- YOUR TASK
Please pick up the comparison of Python VAD libraries below and resume writing it from its last line.

- EXCERPT PROVIDED
^^^^^^^^^^^^^^^^
VAD Libraries Comparison

About 1014 wordsAbout 3 min

2026-03-21

A detailed comparison of every major Python VAD library, with real-world use case guidance.

Quick Comparison Matrix

Library	Approach	Model Size	GPU Required	Min Python	License	HuggingFace Required
`webrtcvad`	GMM	<1 MB	No	3.6	BSD-3	No
`silero-vad`	LSTM (TorchScript)	~2 MB	No (optional)	3.8	MIT	No
`pyannote.audio`	Transformer	~300 MB	Recommended	3.8	MIT*	Yes
`speechbrain`	ECAPA-TDNN	~200 MB	Recommended	3.8	Apache-2.0	No
`nemo`	MarbleNet	~40 MB	Recommended	3.8	Apache-2.0	No
`auditok`	Energy-based	0	No	3.6	MIT	No
`librosa` + numpy	Custom spectral	0	No	3.7	ISC	No

*pyannote.audio requires accepting HuggingFace model terms of service.

1. webrtcvad

GitHub: py-webrtcvad — Python bindings for Google's WebRTC VAD C library

Strengths

Battle-tested in production (used in Google Meet, WhatsApp, Zoom)
Extremely low latency (<1ms per frame)
No ML framework, runs anywhere (Raspberry Pi, etc.)
Only ~50 KB binary dependency

Weaknesses

Only 3 supported sample rates: 8000, 16000, 32000 Hz
Frame duration must be exactly 10, 20, or 30ms
Lower accuracy than ML-based approaches in noisy environments
No probability score — only binary decision

Sample Code

import webrtcvad
import wave

vad = webrtcvad.Vad(mode=2)  # aggressiveness 0-3

with wave.open("audio.wav", "rb") as wf:
    sample_rate = wf.getframerate()   # must be 8000, 16000, or 32000
    frame_duration = 20               # ms — must be 10, 20, or 30
    frame_size = int(sample_rate * frame_duration / 1000)
    
    while True:
        raw = wf.readframes(frame_size)
        if len(raw) < frame_size * 2:
            break
        is_speech = vad.is_speech(raw, sample_rate)
        print("SPEECH" if is_speech else "silence")

Best For

Edge devices, embedded Linux, Raspberry Pi
Real-time telephony (8kHz)
When you need absolute minimum latency
No internet, no ML setup

2. silero-vad

GitHub: snakers4/silero-vad

The community's favourite general-purpose VAD. Small, fast, accurate.

Strengths

State-of-art accuracy (~97% F1) with tiny 2MB model
Works in CPU mode (fast enough for real-time)
Returns probability scores, not just binary
Official PyTorch Hub loading or local file
Utility functions for timestamps, splitting audio
Supports 8000 and 16000 Hz

Weaknesses

Requires PyTorch (~200MB install)
Chunk size must match: 256 (8kHz) or 512 (16kHz) samples
Model load takes ~0.5s on first use

Loading Methods

# Method 1: PyTorch Hub (requires internet first time)
import torch
model, utils = torch.hub.load(
    repo_or_dir="snakers4/silero-vad",
    model="silero_vad",
    force_reload=False
)

# Method 2: pip install + local (recommended for offline)
^^^^^^^^^^^^^^^^
- ITEMS

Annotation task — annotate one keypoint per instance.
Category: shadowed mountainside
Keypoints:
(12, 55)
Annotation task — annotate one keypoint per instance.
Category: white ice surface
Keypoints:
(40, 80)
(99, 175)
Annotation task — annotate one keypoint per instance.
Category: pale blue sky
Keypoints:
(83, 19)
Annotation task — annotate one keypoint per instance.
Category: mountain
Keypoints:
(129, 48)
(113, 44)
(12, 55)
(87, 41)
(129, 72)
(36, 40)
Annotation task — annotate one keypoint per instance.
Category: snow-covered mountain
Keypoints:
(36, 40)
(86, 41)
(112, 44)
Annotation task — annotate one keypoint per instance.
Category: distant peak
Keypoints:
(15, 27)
^^^^^^^^^^^^^^^^
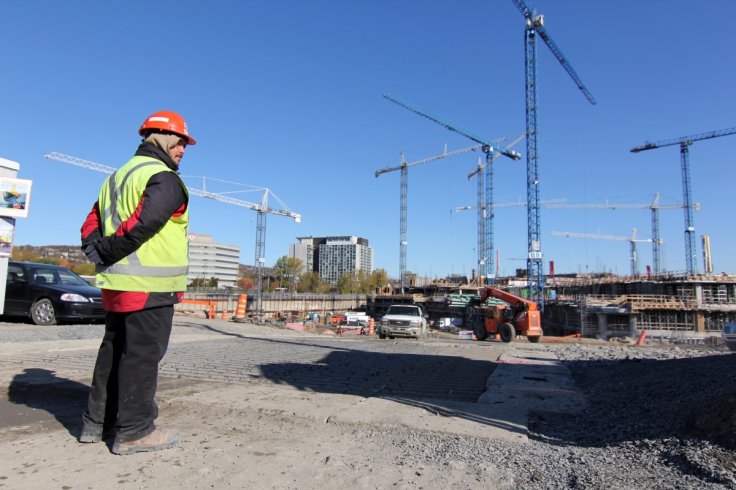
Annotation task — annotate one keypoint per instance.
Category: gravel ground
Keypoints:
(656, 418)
^^^^^^^^^^^^^^^^
- THE REPLY
# pip install silero-vad
from silero_vad import load_silero_vad, read_audio, get_speech_timestamps
model = load_silero_vad()

Getting Timestamps

from silero_vad import load_silero_vad, read_audio, get_speech_timestamps

model = load_silero_vad()
wav = read_audio("speech.wav", sampling_rate=16000)

timestamps = get_speech_timestamps(
    wav,
    model,
    sampling_rate=16000,
    threshold=0.5,          # speech probability threshold
    min_speech_duration_ms=250,
    max_speech_duration_s=float("inf"),
    min_silence_duration_ms=100,
    speech_pad_ms=30,
)
# timestamps: [{"start": 1234, "end": 5678}, ...]  (in samples)

Chunk-by-Chunk Inference

import torch

model = load_silero_vad()
model.reset_states()  # important: reset between audio streams

chunk = torch.zeros(512)  # 512 samples at 16kHz = 32ms
prob = model(chunk, 16000).item()
print(f"Speech probability: {prob:.3f}")

Best For

General purpose VAD in any Python application
When you want probability scores
CPU inference on servers
Getting precise speech timestamps from files

3. pyannote.audio

GitHub: pyannote/pyannote-audio

Enterprise-grade pipeline combining VAD + speaker diarization.

Strengths

Highest quality VAD + diarization in one pipeline
Speaker-aware segmentation
Pre-trained models on diverse datasets
Active research project with frequent updates

Weaknesses

Requires GPU for real-time use
Requires accepting HuggingFace model license agreements
Heavy dependency tree (~1GB total with transformers)
High latency for short utterances

Setup (includes HuggingFace token)

# 1. Accept terms at: https://hf.co/pyannote/voice-activity-detection
# 2. Get your token from https://hf.co/settings/tokens

from pyannote.audio import Pipeline

pipeline = Pipeline.from_pretrained(
    "pyannote/voice-activity-detection",
    use_auth_token="YOUR_HF_TOKEN"
)

# Run on a file
output = pipeline("audio.wav")

# Iterate over speech regions
for speech in output.get_timeline().support():
    print(f"Speech: {speech.start:.2f}s → {speech.end:.2f}s")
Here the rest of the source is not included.